Datensätze:
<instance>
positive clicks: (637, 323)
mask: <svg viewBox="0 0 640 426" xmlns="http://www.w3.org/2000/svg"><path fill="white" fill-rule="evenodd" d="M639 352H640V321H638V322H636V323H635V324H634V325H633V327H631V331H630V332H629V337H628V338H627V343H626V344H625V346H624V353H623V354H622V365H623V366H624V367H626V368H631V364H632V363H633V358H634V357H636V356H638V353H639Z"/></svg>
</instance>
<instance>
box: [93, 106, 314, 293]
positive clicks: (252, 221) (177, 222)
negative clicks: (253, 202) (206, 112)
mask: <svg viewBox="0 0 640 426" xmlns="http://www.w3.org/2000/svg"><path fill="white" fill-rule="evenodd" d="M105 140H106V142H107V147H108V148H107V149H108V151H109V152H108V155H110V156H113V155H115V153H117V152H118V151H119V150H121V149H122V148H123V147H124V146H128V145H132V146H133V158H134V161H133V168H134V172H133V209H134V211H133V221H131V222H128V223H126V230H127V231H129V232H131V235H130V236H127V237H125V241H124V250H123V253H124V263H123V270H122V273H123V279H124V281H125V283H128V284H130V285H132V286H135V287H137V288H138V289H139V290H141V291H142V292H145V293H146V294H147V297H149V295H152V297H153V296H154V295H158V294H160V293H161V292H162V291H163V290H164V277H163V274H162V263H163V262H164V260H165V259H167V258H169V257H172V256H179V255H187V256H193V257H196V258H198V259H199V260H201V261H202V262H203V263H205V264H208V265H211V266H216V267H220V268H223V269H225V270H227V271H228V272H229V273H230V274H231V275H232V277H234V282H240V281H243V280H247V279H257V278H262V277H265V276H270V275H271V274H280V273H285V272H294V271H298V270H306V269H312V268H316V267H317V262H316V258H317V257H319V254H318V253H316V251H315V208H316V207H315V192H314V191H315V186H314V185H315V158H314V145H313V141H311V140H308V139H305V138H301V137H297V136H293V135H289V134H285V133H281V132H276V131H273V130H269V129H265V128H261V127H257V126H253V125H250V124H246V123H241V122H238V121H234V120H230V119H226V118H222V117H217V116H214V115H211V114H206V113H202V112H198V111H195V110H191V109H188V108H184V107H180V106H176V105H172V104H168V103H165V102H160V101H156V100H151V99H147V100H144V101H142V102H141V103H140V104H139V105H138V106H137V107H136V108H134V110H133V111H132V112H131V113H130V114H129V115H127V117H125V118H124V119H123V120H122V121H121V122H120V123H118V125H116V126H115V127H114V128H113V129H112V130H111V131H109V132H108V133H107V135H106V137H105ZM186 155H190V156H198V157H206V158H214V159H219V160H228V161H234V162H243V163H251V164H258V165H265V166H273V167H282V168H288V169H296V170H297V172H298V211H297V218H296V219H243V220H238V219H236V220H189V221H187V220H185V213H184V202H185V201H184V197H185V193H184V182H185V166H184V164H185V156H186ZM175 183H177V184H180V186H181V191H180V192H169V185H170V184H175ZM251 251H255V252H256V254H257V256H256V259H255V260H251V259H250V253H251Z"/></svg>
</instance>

AUFGABE:
Gib sämtliche Zeilen der Datensätze oben unverändert und vollständig wieder.

SCHRIFTLICHE ANTWORT:
<instance>
positive clicks: (637, 323)
mask: <svg viewBox="0 0 640 426" xmlns="http://www.w3.org/2000/svg"><path fill="white" fill-rule="evenodd" d="M639 352H640V321H638V322H636V323H635V324H634V325H633V327H631V331H630V332H629V337H628V338H627V343H626V344H625V346H624V353H623V354H622V365H623V366H624V367H626V368H631V364H632V363H633V358H634V357H636V356H638V353H639Z"/></svg>
</instance>
<instance>
box: [93, 106, 314, 293]
positive clicks: (252, 221) (177, 222)
negative clicks: (253, 202) (206, 112)
mask: <svg viewBox="0 0 640 426" xmlns="http://www.w3.org/2000/svg"><path fill="white" fill-rule="evenodd" d="M105 140H106V142H107V147H108V148H107V149H108V151H109V152H108V155H110V156H113V155H115V153H117V152H118V151H119V150H121V149H122V148H123V147H124V146H128V145H132V146H133V158H134V161H133V168H134V172H133V209H134V211H133V221H131V222H128V223H126V230H127V231H129V232H131V235H130V236H127V237H125V241H124V250H123V253H124V263H123V270H122V273H123V279H124V281H125V283H128V284H130V285H132V286H135V287H137V288H138V289H139V290H141V291H142V292H145V293H146V294H147V297H149V295H152V297H153V296H154V295H158V294H160V293H161V292H162V291H163V290H164V277H163V274H162V263H163V262H164V260H165V259H167V258H169V257H172V256H179V255H187V256H193V257H196V258H198V259H199V260H201V261H202V262H203V263H205V264H208V265H211V266H216V267H220V268H223V269H225V270H227V271H228V272H229V273H230V274H231V275H232V277H234V282H240V281H243V280H247V279H257V278H262V277H265V276H270V275H271V274H280V273H285V272H294V271H298V270H306V269H312V268H316V267H317V262H316V258H317V257H319V254H318V253H316V251H315V208H316V207H315V192H314V191H315V186H314V185H315V158H314V145H313V141H311V140H308V139H305V138H301V137H297V136H293V135H289V134H285V133H281V132H276V131H273V130H269V129H265V128H261V127H257V126H253V125H250V124H246V123H241V122H238V121H234V120H230V119H226V118H222V117H217V116H214V115H211V114H206V113H202V112H198V111H195V110H191V109H188V108H184V107H180V106H176V105H172V104H168V103H165V102H160V101H156V100H151V99H147V100H144V101H142V102H141V103H140V104H139V105H138V106H137V107H136V108H134V110H133V111H132V112H131V113H130V114H129V115H127V117H125V118H124V119H123V120H122V121H121V122H120V123H118V125H116V126H115V127H114V128H113V129H112V130H111V131H109V132H108V133H107V135H106V137H105ZM186 155H190V156H198V157H206V158H214V159H219V160H228V161H234V162H243V163H251V164H258V165H265V166H273V167H282V168H288V169H296V170H297V172H298V211H297V218H296V219H243V220H238V219H236V220H189V221H187V220H185V213H184V202H185V201H184V197H185V193H184V182H185V166H184V164H185V156H186ZM175 183H177V184H180V186H181V191H180V192H169V185H170V184H175ZM251 251H255V252H256V254H257V256H256V259H255V260H251V259H250V253H251Z"/></svg>
</instance>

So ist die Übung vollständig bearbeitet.